--- begin ---
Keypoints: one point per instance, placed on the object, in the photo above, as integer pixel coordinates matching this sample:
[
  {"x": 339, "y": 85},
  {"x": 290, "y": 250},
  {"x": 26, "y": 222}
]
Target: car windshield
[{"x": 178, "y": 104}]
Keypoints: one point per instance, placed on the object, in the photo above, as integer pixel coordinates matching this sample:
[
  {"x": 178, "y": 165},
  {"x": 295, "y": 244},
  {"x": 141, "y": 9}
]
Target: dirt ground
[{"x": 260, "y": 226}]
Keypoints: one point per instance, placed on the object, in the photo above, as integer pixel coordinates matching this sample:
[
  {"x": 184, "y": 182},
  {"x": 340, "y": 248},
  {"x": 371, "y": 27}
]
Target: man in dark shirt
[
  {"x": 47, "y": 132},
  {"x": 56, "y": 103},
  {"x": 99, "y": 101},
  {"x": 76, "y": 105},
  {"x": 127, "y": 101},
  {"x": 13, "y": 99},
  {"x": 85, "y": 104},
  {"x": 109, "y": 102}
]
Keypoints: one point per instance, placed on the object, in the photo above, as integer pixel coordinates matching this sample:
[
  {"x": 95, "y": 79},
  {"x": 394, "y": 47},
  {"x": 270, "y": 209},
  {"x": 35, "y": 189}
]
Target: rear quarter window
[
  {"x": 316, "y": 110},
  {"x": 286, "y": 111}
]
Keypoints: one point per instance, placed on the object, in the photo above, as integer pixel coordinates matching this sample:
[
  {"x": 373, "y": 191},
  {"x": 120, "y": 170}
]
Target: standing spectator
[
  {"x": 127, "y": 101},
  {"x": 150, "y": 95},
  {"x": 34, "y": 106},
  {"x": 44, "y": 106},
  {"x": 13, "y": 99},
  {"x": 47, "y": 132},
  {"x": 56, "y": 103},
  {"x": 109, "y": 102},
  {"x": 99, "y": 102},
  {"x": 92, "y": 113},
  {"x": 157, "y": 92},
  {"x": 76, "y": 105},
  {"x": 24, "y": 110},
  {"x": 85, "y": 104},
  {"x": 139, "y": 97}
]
--- end ---
What to produce:
Copy out each record exactly as given, omitting none.

Correct response:
Keypoints: one point per instance, placed on the object, in the photo above, as integer pixel coordinates matching this sample:
[
  {"x": 339, "y": 85},
  {"x": 290, "y": 250},
  {"x": 26, "y": 222}
]
Target: car windshield
[{"x": 178, "y": 104}]
Keypoints: one point per instance, placed on the object, in the photo above, as integer pixel coordinates matching this sample:
[
  {"x": 178, "y": 165},
  {"x": 295, "y": 244},
  {"x": 141, "y": 9}
]
Target: dirt ground
[{"x": 260, "y": 226}]
Keypoints: one point per instance, placed on the object, in the photo above, as integer pixel coordinates matching this sample:
[
  {"x": 184, "y": 182},
  {"x": 340, "y": 248},
  {"x": 371, "y": 27}
]
Target: man in dark shirt
[
  {"x": 47, "y": 132},
  {"x": 56, "y": 103},
  {"x": 99, "y": 101},
  {"x": 76, "y": 105},
  {"x": 127, "y": 101},
  {"x": 13, "y": 99},
  {"x": 85, "y": 104},
  {"x": 109, "y": 102}
]
Keypoints: one point per instance, placed on the object, in the photo above, as integer pixel coordinates matching this sample:
[
  {"x": 95, "y": 79},
  {"x": 394, "y": 47},
  {"x": 270, "y": 209},
  {"x": 35, "y": 189}
]
Target: rear quarter window
[
  {"x": 316, "y": 110},
  {"x": 286, "y": 111}
]
Keypoints: one point per instance, placed on the object, in the photo above, as integer pixel coordinates matching this sample:
[
  {"x": 373, "y": 191},
  {"x": 120, "y": 170}
]
Target: standing spectator
[
  {"x": 127, "y": 101},
  {"x": 150, "y": 95},
  {"x": 34, "y": 106},
  {"x": 44, "y": 106},
  {"x": 13, "y": 99},
  {"x": 47, "y": 132},
  {"x": 56, "y": 103},
  {"x": 109, "y": 102},
  {"x": 99, "y": 102},
  {"x": 92, "y": 113},
  {"x": 157, "y": 92},
  {"x": 76, "y": 105},
  {"x": 24, "y": 110},
  {"x": 85, "y": 104},
  {"x": 139, "y": 97}
]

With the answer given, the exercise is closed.